TEXT PASSAGE:
Winthorpe Airfield
By Howard Heeley
Grid Ref: Sheet 121; SK825565; 2 miles NE of Newark
Opened: September 1940
Squadrons: 300 (Mazovia) Sqn; 301 (Pomerania) Sqn; 455 Sqn (dispersed only); 1661 HCU; 1331 HTCU; 984 company RASC Air Despatch; Central servicing Development Unit; Allocated to USAF as hospital – not enacted.
Aircraft: Battle; Wellington; Manchester; Lancaster; Halifax; Stirling; Spitfire; Hurricane; Martinet; Lancaster; Dakota; Horsa gliders
Nationalities: Polish; Commonwealth
Things of note: Major 5 Group training base for bomber crews. Wings for Victory parade held in Winthorpe village in 1943. Post World War II used as a drop zone for various Swinderby based units. The airfield was deactivated in summer 1959; subsequently the former wartime runways have been used by a number aircraft being delivered to the Newark Air Museum collection.

INFORMATION PROVIDED:

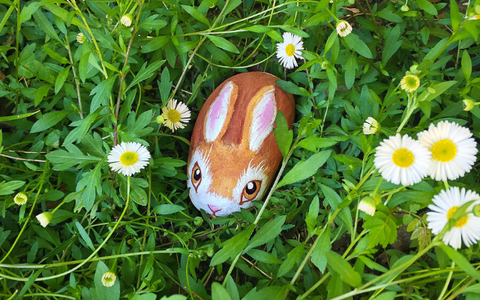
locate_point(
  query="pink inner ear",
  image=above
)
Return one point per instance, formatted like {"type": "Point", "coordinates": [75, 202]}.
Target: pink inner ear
{"type": "Point", "coordinates": [267, 115]}
{"type": "Point", "coordinates": [215, 112]}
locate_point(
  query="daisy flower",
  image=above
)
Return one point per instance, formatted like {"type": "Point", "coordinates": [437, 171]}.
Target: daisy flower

EXERCISE A: In the Winthorpe Airfield text, how were the former wartime runways used after the airfield was deactivated in summer 1959? Answer in one to three sentences.
EXERCISE B: Write the next part of the Winthorpe Airfield text, picking up after its "Things of note" entry.

ANSWER AREA A: After the airfield was deactivated in summer 1959, the former wartime runways were used by aircraft being delivered to the Newark Air Museum collection.

ANSWER AREA B:
Current status: Major part of the runway site now owned by the Newark & Notts Agricultural Society; with some runways and taxiways still in existence but not operational. The accommodation parts of the airfield now form part of Coddington village. Aviation connections are maintained on the site by the Newark Air Museum, which is also the home for several aviation memorials related to the airfield, its former squadrons and personnel.
(This information was originally published in the 2011 booklet “Aviation in Nottinghamshire”, which was produced by the Newark Air Museum thanks to a Local Improvement Scheme grant from the Nottinghamshire County Council. Photographs sourced from the Newark Air Museum Archive.)